_THE TASK_
Reply with one number: the count of lines in the records below that hold "island".

_SOURCE RECORDS_
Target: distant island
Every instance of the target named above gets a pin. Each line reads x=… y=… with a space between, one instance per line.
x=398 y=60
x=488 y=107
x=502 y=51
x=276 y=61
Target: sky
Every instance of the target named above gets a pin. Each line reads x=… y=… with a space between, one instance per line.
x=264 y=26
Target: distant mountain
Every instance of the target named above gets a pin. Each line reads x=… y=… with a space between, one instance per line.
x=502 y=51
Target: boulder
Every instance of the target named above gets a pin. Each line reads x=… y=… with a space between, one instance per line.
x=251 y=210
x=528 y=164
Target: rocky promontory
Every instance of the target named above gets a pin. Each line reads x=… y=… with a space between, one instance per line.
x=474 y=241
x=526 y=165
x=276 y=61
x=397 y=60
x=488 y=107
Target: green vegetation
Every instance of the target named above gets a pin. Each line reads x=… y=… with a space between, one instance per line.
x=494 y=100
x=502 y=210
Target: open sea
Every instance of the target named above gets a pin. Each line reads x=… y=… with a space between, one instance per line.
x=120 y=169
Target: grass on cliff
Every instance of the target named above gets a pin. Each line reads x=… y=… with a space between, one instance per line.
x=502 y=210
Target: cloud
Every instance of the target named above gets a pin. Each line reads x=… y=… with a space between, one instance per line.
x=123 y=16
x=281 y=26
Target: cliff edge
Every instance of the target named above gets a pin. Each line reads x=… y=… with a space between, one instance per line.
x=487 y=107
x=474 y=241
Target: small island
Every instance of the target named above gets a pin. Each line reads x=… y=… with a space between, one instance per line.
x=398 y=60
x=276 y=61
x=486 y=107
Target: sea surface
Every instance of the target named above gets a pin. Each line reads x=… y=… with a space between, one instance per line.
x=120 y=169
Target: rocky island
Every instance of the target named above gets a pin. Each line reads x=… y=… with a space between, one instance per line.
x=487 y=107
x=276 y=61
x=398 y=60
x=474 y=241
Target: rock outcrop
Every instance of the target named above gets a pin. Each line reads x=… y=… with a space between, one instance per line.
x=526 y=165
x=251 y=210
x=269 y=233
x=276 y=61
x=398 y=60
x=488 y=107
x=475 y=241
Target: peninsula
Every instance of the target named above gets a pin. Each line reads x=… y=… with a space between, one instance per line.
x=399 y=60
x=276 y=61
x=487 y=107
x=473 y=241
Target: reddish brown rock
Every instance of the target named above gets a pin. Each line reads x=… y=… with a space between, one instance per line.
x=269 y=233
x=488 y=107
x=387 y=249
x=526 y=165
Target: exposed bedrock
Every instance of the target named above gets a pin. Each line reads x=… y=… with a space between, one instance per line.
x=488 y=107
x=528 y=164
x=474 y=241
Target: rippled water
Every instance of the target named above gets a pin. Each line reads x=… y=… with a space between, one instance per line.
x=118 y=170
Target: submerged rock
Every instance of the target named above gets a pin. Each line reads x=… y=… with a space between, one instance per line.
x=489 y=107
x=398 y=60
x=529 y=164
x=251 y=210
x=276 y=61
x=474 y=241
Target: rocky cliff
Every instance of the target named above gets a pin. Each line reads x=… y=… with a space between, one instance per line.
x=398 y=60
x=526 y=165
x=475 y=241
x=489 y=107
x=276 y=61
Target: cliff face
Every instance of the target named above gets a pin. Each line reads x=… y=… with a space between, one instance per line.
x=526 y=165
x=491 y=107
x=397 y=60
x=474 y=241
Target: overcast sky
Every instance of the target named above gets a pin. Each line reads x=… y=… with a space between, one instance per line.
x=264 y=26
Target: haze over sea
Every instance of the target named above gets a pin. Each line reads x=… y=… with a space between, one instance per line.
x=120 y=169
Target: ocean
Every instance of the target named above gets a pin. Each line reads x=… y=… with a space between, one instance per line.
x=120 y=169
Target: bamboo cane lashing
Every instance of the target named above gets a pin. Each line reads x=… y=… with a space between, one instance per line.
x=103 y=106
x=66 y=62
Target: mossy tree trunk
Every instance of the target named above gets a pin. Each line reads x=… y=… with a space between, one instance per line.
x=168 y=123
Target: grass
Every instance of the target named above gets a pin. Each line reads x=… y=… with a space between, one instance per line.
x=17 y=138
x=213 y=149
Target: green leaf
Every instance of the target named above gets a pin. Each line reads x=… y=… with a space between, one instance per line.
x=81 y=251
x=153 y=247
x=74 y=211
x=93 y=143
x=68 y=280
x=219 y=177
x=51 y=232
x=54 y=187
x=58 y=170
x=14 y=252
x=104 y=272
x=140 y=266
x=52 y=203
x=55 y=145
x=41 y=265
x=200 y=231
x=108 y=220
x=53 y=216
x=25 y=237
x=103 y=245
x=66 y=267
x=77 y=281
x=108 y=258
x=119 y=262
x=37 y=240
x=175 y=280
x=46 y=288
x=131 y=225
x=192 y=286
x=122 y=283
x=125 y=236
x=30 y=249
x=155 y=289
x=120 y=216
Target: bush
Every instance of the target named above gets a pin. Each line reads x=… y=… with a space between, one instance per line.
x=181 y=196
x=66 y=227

_SOLUTION TO THIS TASK_
3